■ RECORDS PROVIDED:
■ ■ ■ ■

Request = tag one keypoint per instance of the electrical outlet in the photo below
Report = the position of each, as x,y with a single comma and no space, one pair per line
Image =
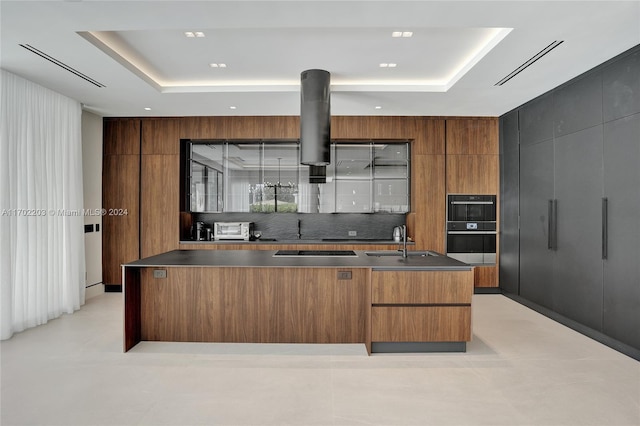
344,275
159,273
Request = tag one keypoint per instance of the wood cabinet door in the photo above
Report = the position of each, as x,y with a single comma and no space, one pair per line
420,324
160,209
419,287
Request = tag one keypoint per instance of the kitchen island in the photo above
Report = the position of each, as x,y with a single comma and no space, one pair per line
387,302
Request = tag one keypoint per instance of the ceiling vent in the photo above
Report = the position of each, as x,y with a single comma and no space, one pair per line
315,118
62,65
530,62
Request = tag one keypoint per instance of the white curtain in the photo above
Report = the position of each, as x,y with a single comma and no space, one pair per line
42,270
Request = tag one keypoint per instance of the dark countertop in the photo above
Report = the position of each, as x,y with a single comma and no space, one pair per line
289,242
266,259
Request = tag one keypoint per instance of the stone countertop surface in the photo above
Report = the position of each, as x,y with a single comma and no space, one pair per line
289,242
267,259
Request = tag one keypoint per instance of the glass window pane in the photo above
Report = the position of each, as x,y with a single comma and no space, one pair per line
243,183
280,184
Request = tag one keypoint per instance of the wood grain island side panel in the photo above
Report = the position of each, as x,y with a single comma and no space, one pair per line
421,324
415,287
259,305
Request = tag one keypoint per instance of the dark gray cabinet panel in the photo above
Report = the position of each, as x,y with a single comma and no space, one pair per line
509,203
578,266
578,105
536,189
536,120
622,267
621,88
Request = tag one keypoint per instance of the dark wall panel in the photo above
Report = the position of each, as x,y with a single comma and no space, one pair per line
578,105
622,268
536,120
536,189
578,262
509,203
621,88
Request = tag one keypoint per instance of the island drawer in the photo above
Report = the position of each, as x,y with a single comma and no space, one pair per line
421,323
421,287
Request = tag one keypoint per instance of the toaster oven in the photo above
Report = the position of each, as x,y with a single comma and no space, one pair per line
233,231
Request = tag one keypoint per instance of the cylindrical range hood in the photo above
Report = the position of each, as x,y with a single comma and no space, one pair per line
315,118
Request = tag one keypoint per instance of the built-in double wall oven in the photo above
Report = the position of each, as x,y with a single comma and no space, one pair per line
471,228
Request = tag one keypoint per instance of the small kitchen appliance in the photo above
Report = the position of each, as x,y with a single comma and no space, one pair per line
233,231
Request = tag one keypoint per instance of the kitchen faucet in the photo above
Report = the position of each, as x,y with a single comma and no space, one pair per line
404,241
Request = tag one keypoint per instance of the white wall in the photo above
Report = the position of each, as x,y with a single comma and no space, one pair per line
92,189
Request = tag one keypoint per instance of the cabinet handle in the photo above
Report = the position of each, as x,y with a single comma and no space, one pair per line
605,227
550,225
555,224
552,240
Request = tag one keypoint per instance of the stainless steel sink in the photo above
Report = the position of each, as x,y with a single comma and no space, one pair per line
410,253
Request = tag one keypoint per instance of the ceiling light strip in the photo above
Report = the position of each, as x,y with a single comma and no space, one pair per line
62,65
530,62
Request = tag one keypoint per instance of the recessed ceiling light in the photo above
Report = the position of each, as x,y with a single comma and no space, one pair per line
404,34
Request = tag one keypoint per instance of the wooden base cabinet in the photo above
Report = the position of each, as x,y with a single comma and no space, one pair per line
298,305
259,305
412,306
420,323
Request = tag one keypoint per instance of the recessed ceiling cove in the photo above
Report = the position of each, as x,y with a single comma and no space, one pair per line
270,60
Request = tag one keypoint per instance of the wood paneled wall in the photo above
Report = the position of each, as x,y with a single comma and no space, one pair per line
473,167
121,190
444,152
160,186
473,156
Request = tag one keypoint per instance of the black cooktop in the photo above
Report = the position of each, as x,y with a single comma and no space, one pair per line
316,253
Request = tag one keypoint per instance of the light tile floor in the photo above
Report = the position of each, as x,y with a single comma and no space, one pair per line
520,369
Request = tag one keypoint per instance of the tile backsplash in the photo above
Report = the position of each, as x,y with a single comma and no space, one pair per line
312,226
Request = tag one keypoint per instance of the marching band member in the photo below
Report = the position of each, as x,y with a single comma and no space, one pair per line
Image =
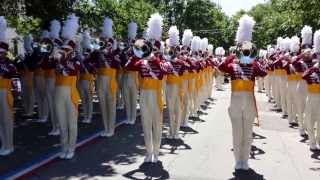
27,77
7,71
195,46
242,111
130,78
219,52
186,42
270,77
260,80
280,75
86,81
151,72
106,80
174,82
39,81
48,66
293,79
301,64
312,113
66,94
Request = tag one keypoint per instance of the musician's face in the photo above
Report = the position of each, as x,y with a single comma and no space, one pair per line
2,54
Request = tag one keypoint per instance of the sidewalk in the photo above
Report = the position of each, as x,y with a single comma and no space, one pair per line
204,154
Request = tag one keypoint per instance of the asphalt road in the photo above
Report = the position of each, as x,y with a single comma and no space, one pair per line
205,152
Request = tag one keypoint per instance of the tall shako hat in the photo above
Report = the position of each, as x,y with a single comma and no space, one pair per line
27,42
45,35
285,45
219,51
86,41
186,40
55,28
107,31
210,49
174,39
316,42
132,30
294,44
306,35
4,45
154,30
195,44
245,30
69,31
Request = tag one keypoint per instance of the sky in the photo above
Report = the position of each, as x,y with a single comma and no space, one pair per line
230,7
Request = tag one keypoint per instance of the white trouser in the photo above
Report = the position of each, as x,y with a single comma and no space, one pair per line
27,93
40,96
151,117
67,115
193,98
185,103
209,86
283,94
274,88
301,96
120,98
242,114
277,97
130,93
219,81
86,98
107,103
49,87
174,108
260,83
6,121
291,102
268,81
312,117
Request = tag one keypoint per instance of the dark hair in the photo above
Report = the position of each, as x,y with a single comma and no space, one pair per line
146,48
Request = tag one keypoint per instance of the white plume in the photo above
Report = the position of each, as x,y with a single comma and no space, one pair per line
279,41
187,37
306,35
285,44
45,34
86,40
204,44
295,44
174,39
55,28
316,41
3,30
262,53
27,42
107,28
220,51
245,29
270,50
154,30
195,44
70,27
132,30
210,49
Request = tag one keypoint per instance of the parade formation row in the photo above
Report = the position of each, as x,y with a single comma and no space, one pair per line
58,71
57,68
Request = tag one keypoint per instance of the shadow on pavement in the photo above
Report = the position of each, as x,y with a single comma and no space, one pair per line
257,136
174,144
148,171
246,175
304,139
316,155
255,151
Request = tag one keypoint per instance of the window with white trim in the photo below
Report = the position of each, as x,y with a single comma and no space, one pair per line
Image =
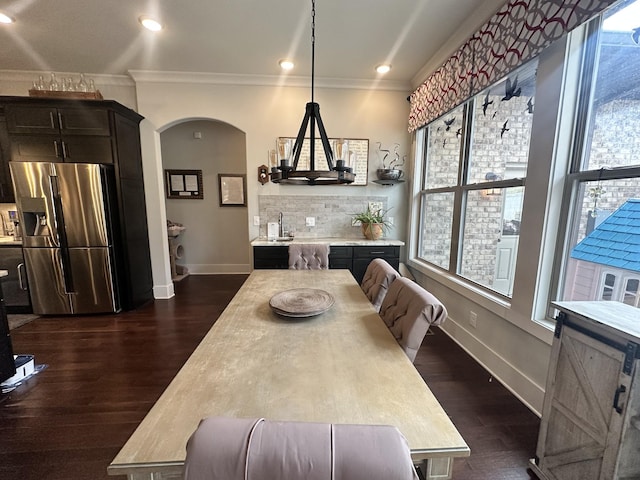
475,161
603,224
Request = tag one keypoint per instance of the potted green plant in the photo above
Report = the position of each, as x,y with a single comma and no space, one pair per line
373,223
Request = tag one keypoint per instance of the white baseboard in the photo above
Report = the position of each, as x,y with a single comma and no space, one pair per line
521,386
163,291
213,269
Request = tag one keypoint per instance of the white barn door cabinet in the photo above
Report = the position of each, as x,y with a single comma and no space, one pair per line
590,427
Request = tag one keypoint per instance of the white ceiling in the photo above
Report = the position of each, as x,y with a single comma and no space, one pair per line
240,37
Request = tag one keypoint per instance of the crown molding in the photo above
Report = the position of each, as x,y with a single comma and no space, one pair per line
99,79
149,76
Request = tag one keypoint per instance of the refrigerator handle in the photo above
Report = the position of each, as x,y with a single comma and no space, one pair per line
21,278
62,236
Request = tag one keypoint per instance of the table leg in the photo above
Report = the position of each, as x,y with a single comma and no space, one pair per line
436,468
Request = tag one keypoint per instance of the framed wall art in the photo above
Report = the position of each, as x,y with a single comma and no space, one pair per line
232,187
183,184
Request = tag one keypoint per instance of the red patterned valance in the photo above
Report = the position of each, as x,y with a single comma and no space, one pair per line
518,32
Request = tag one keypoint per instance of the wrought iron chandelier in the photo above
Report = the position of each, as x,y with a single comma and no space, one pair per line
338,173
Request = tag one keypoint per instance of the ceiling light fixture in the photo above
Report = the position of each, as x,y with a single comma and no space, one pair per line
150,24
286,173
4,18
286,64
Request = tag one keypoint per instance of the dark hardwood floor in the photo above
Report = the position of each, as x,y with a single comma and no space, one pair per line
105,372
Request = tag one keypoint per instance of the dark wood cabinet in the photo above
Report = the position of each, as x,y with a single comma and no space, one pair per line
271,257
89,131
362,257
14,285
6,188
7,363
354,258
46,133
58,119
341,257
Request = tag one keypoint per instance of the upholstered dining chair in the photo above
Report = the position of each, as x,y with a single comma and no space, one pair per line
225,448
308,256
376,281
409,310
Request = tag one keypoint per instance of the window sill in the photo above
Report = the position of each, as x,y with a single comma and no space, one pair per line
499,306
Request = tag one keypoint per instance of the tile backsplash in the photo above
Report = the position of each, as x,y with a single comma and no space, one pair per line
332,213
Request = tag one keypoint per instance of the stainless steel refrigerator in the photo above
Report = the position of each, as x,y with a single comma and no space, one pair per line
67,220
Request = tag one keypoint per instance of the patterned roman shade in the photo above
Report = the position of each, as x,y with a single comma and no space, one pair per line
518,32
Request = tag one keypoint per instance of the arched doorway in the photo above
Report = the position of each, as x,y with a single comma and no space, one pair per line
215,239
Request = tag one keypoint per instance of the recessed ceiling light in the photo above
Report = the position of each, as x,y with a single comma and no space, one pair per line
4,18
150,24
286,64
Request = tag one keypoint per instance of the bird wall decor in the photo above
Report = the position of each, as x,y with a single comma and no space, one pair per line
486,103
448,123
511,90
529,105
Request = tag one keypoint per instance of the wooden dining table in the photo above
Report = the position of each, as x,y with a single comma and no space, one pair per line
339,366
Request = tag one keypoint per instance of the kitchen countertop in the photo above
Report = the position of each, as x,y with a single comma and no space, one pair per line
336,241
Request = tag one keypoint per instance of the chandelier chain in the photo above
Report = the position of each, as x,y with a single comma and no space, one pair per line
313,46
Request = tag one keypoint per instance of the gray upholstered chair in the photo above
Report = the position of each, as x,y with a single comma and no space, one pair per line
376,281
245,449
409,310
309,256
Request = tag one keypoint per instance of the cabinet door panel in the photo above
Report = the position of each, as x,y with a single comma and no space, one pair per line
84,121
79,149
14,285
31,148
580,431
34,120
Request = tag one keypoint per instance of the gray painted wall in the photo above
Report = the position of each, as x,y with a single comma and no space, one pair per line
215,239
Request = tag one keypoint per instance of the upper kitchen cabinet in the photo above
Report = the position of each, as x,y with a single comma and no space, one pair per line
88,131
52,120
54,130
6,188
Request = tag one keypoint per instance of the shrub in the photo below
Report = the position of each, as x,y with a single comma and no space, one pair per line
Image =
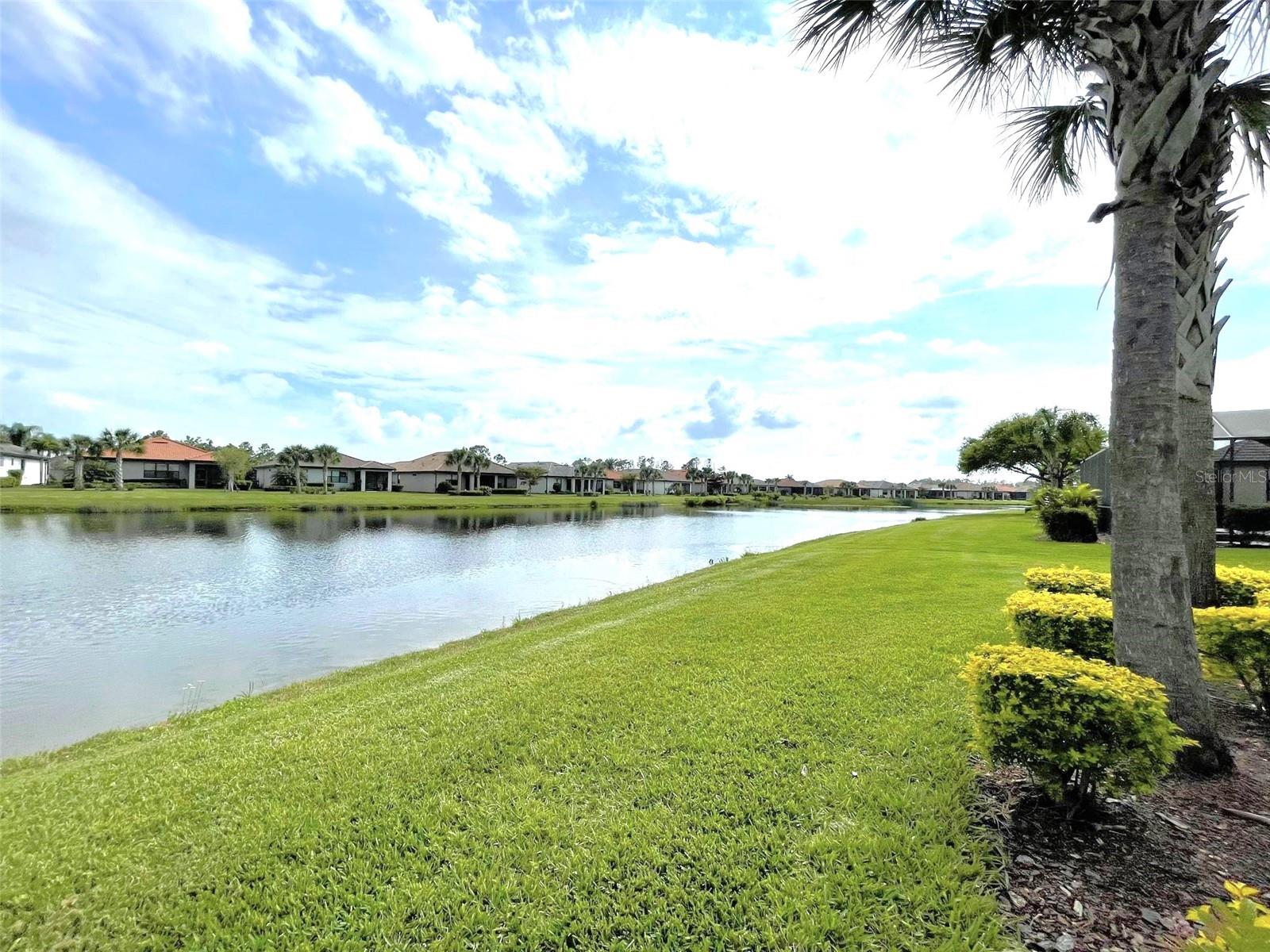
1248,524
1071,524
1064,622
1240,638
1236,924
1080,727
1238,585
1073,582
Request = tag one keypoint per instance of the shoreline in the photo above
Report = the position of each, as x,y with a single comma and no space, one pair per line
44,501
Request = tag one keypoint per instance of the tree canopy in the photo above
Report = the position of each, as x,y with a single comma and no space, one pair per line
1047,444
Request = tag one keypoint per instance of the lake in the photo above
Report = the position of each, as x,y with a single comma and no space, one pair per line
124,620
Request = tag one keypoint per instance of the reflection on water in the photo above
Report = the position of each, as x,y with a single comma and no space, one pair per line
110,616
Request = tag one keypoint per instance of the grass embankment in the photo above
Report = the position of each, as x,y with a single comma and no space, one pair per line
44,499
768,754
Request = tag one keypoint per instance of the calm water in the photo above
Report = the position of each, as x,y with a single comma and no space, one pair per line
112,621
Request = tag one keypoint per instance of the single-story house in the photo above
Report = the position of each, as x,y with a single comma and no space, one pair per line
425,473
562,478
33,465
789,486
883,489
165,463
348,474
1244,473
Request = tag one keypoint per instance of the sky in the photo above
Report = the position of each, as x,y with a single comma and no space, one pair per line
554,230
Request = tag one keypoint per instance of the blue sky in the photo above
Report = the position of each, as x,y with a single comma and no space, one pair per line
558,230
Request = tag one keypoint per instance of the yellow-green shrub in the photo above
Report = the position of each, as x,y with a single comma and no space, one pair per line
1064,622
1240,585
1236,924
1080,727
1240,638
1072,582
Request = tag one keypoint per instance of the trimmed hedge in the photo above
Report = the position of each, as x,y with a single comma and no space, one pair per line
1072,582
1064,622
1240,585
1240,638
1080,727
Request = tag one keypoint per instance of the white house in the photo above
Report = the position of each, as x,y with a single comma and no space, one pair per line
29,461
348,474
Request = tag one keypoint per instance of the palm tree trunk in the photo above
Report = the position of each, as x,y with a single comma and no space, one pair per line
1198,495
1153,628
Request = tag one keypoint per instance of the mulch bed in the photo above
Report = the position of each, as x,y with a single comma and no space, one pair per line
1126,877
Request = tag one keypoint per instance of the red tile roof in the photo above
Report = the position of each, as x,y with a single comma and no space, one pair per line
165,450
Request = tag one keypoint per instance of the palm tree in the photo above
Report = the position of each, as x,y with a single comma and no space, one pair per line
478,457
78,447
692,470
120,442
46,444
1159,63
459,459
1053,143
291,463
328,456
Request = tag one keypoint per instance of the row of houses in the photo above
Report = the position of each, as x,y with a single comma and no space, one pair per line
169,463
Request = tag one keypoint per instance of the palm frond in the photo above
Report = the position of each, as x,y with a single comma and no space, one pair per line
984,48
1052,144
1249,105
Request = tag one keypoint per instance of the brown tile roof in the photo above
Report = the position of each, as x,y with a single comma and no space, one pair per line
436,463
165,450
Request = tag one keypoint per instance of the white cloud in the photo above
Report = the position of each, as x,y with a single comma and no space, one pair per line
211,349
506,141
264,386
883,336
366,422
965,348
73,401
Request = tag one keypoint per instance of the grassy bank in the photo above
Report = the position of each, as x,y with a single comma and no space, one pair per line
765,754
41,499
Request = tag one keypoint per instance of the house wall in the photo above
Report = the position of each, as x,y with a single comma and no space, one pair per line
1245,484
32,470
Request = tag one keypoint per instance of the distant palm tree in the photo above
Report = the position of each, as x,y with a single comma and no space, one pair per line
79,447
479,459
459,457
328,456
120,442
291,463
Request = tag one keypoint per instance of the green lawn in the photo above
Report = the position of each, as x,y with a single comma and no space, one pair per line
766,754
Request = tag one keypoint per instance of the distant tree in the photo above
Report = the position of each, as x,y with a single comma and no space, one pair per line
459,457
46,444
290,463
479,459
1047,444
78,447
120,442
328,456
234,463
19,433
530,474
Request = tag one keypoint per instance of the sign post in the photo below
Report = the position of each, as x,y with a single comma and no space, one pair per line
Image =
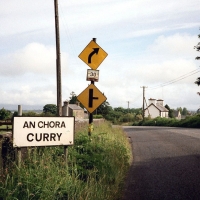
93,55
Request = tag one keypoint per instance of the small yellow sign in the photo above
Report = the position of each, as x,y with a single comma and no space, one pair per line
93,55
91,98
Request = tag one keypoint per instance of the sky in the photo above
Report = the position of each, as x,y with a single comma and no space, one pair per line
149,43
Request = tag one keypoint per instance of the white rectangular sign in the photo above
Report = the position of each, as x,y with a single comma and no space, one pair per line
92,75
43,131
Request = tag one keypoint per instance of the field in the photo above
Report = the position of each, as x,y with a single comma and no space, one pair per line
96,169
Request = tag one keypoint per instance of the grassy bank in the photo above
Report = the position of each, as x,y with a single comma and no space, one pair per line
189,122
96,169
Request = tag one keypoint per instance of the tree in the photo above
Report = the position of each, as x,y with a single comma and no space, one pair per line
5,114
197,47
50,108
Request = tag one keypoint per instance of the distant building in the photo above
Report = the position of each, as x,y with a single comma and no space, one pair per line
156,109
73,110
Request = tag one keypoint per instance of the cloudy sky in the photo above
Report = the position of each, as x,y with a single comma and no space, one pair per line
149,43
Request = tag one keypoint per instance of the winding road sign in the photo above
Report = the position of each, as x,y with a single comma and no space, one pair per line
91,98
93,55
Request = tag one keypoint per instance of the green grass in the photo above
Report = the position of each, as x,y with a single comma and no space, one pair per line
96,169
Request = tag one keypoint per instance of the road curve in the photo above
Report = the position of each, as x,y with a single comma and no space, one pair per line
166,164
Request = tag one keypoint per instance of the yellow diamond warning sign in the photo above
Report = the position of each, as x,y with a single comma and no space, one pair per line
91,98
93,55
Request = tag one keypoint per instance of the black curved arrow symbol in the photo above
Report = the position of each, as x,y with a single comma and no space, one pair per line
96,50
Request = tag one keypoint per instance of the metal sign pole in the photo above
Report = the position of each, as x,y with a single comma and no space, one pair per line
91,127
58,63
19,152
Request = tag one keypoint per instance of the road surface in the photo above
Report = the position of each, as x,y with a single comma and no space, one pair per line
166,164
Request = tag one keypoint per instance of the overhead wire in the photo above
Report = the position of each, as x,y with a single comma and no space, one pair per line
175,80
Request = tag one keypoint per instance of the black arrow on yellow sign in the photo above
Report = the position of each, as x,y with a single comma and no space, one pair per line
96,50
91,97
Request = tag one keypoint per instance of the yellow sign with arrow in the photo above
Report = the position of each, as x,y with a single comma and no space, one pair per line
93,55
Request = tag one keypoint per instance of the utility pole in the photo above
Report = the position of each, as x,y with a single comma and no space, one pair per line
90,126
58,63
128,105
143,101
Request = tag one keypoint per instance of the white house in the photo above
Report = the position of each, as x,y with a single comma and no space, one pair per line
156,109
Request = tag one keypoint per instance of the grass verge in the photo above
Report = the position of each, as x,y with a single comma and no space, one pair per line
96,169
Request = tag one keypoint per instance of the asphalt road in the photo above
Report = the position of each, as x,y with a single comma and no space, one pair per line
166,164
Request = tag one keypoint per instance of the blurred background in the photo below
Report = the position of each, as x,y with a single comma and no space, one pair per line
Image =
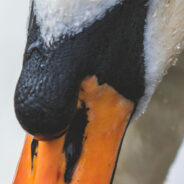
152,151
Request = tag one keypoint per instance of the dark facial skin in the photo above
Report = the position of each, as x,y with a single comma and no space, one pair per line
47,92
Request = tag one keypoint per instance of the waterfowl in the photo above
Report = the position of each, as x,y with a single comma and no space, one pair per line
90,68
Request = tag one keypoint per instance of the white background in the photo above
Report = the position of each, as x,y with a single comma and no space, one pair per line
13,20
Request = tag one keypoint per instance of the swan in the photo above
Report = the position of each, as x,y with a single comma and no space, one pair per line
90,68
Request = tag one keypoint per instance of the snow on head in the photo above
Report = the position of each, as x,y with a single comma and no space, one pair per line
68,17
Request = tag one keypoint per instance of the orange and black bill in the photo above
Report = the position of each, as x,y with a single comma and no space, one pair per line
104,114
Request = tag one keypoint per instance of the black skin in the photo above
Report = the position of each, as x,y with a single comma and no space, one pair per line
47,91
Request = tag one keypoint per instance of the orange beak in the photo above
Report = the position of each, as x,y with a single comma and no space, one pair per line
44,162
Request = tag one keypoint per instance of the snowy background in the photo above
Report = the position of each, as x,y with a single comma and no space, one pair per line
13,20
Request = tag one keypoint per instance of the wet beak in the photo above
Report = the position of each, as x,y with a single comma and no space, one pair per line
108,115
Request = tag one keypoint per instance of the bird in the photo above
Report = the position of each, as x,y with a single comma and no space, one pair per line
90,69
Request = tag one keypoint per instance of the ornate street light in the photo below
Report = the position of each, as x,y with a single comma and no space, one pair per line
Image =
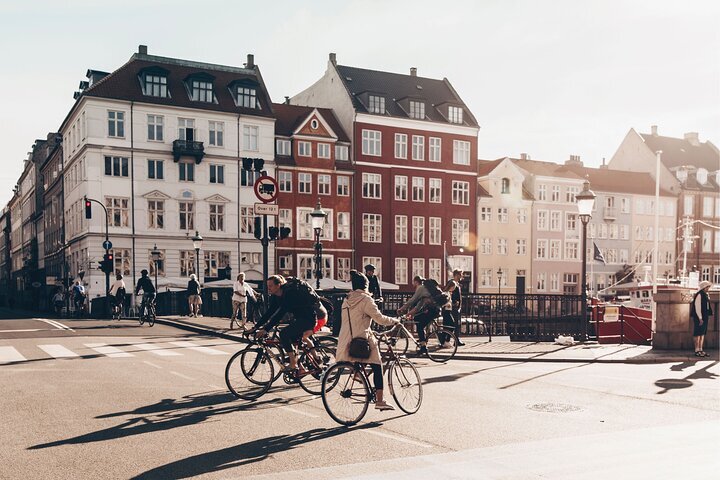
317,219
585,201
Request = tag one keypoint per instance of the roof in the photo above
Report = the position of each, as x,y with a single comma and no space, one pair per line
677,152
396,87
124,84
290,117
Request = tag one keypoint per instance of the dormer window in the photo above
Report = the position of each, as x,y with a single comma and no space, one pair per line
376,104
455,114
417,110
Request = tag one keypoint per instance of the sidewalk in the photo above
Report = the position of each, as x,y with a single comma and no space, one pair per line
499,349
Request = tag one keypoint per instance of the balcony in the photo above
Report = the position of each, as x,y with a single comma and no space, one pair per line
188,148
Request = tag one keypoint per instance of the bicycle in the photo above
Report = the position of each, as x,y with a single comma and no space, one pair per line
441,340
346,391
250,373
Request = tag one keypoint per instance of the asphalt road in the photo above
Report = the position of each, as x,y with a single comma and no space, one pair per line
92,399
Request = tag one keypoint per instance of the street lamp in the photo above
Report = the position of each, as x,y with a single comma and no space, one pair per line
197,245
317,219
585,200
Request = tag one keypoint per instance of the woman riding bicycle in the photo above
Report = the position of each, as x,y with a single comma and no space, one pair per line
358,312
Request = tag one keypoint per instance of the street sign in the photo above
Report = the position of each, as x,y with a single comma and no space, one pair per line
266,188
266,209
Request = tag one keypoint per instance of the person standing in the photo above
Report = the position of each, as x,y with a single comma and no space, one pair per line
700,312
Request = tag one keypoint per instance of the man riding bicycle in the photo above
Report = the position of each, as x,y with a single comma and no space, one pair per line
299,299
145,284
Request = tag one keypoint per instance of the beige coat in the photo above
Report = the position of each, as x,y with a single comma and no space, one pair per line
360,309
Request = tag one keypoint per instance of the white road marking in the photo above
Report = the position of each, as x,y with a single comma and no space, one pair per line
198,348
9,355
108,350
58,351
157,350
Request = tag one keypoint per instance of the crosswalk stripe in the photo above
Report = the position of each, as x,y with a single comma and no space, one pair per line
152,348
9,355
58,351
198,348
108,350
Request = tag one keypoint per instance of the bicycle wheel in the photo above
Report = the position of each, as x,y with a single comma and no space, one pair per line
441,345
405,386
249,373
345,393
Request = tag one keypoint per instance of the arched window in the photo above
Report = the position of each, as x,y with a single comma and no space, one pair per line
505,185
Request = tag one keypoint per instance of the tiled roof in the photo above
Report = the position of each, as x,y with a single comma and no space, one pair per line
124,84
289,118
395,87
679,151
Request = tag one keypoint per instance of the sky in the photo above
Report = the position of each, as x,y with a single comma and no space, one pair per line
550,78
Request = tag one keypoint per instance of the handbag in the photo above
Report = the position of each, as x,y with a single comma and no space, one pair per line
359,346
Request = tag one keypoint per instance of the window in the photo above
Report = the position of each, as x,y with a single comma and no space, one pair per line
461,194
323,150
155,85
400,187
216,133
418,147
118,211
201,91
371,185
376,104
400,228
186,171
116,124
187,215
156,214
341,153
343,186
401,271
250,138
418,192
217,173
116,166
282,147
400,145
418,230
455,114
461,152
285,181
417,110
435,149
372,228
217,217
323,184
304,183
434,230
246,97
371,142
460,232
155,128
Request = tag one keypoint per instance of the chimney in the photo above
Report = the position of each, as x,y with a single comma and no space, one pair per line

■ ■ ■ ■

■ EXERCISE DESCRIPTION: Quote the line that contains "Request = tag one keypoint per instance of the handbag" and each line after it through the end of the data, exactly, leaving out everything else.

■ EXERCISE RESULT:
Request = tag one keypoint per instance of the handbag in the photo above
Report = the position of each, as x,y with a single comma and no space, one pair per line
359,346
Request = tag one keypoint per instance of the window in the photo above
Report = the position of each, as x,y with a single comma and no space, one pair per line
461,194
323,150
155,85
400,187
216,133
418,147
118,211
201,91
371,185
376,104
400,228
186,171
116,124
187,215
156,214
341,153
343,186
401,271
250,138
418,192
217,173
116,166
282,147
400,145
418,230
455,114
461,152
285,181
417,110
435,149
372,228
217,217
323,184
304,183
434,230
246,97
371,142
460,232
155,128
Request = tag one keypoint per instance of the chimney in the photo above
Report = the position of each, as x,y with a single comma and no space, one pair per line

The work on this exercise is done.